# REQUIREMENT:
Could you change "single pin" to "single point" everywhere in the items below, keep every other line unchanged, and leave the pictures out of your answer?

# DATASET EXCERPTS:
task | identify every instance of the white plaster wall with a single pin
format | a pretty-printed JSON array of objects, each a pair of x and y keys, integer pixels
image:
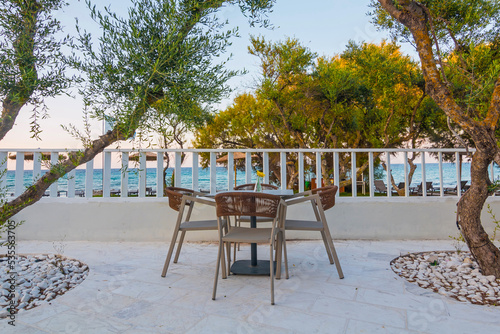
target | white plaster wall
[{"x": 151, "y": 219}]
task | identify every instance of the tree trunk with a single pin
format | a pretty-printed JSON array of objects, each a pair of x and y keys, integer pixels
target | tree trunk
[
  {"x": 469, "y": 210},
  {"x": 33, "y": 193},
  {"x": 414, "y": 16}
]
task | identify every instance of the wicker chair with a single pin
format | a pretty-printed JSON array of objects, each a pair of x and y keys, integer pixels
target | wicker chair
[
  {"x": 179, "y": 199},
  {"x": 246, "y": 219},
  {"x": 251, "y": 186},
  {"x": 235, "y": 204},
  {"x": 321, "y": 200}
]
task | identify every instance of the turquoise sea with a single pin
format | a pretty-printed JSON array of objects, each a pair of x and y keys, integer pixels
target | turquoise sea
[{"x": 432, "y": 174}]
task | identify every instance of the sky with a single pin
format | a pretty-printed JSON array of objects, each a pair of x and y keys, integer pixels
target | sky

# REPLY:
task | identify every instance of the white plaster wall with a single point
format | a pretty-printed JSON array of objects, each a pair of x and y keys, integer pixels
image:
target | white plaster wall
[{"x": 151, "y": 219}]
task | identify every instance of the tree trunk with a single point
format | a pretty-printed JSON array of objects, each a pair of x and y keys, integer pixels
target | tree trunk
[
  {"x": 469, "y": 210},
  {"x": 33, "y": 193},
  {"x": 414, "y": 16}
]
task | identify every instance of the wicker chair with a single point
format | a pretty-printed JSON array of objects, each a pair of x and y keys, integer pixels
target | wicker chair
[
  {"x": 179, "y": 199},
  {"x": 246, "y": 219},
  {"x": 251, "y": 186},
  {"x": 235, "y": 204},
  {"x": 321, "y": 200}
]
task | identify every instance of the turquoise sea with a single point
format | a pretty-printed JSON array of objects, each a pair of x and y keys, integer pixels
target | turquoise sea
[{"x": 432, "y": 174}]
task | identify every instance of the sky with a single point
format | a pretty-printed JSON array of objects, each a pair of x and y keys, integer pixels
target | sky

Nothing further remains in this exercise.